Pointing and labeling records
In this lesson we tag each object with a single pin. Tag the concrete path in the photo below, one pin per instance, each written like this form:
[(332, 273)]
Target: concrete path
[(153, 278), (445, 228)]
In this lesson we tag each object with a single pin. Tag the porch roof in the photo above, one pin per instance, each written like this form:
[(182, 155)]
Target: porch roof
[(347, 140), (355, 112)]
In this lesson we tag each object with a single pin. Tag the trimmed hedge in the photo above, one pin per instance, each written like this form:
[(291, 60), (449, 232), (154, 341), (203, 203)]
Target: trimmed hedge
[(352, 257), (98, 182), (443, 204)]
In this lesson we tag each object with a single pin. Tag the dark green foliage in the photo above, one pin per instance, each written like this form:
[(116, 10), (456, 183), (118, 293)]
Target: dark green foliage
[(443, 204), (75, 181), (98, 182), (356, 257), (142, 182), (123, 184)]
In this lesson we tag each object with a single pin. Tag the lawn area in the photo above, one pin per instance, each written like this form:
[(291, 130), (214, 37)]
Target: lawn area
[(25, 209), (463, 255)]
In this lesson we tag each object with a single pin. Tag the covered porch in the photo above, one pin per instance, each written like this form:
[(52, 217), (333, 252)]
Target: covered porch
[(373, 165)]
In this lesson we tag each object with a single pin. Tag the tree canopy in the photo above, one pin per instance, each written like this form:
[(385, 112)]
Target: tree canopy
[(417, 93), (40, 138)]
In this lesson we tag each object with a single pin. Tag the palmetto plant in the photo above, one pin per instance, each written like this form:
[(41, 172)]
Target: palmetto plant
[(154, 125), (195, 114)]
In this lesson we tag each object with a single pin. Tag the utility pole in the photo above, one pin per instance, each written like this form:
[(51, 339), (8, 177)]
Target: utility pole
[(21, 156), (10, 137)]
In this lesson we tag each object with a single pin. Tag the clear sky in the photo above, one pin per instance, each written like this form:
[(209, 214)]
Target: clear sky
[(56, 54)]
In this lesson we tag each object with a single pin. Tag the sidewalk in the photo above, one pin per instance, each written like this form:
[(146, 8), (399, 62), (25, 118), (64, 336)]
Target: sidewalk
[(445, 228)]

WRITTEN REQUEST.
Please write out the records above again, substituting "marker" for each occurrence of "pin" and leaving everything else unchanged.

COMPLETE ANSWER.
In this lesson we tag each object with a single marker. Tag the concrete path in the photo below, one marker per instance, each written like this form:
[(332, 273)]
Target: concrete path
[(153, 278), (445, 228)]
In this lesson we tag each object with a single marker. Tag the porch roof in the photo above, one marker per instance, each written like this form:
[(182, 155)]
Target: porch roof
[(347, 140), (355, 112)]
In this lesson we tag each object with a single marker. Tag the trimmed hedge in the photo above, one marker per instance, each written like this form:
[(291, 60), (449, 232), (154, 341), (203, 203)]
Target: trimmed hedge
[(352, 257), (98, 182), (443, 204)]
In this lesson we tag each object with a single marker. Tag the dark green foliage in the photo above, one marker per instance, each written like this form:
[(116, 10), (456, 183), (118, 293)]
Target: dark green foliage
[(443, 204), (75, 181), (98, 182), (356, 257), (142, 182), (123, 184)]
In this lesson we tag each object with a single marker. Tag the lawn area in the photo above, one marker per instance, each written like this form:
[(291, 130), (214, 37)]
Target: lawn area
[(25, 209), (463, 255)]
In this lesson we tag each object with a single marker. Tag the covered porch in the photo above, one marker per instance, each written like this form:
[(52, 217), (333, 252)]
Target: covered porch
[(373, 165)]
In this lesson we tag each object with a single marker. Tag the tree canopy in the photo above, one marker per instance, each written like this form:
[(385, 112)]
Target: tree canopy
[(417, 93), (40, 138)]
In this lesson we tag each object with a single marker. Tag the palmetto plant in the photo above, one marker per instance, each written like this form:
[(41, 172)]
Target: palmetto plant
[(154, 125), (195, 114)]
In this lesson we tag each object with a single marker. Tag the utility pole in the photo above, one marker per instance, each written like this form:
[(51, 339), (8, 177)]
Target: utility pole
[(21, 156), (10, 137)]
In this lesson we tag each object with a single marker. Tag the clear sky in the photo above, one marker per instance, each written like this form:
[(209, 214)]
Target: clear sky
[(56, 54)]
In this lesson we tag each object with a single marker. Tag the sidewalk in the photo above, one marker per instance, each written like this form:
[(146, 8), (399, 62), (25, 118), (64, 336)]
Target: sidewalk
[(445, 228)]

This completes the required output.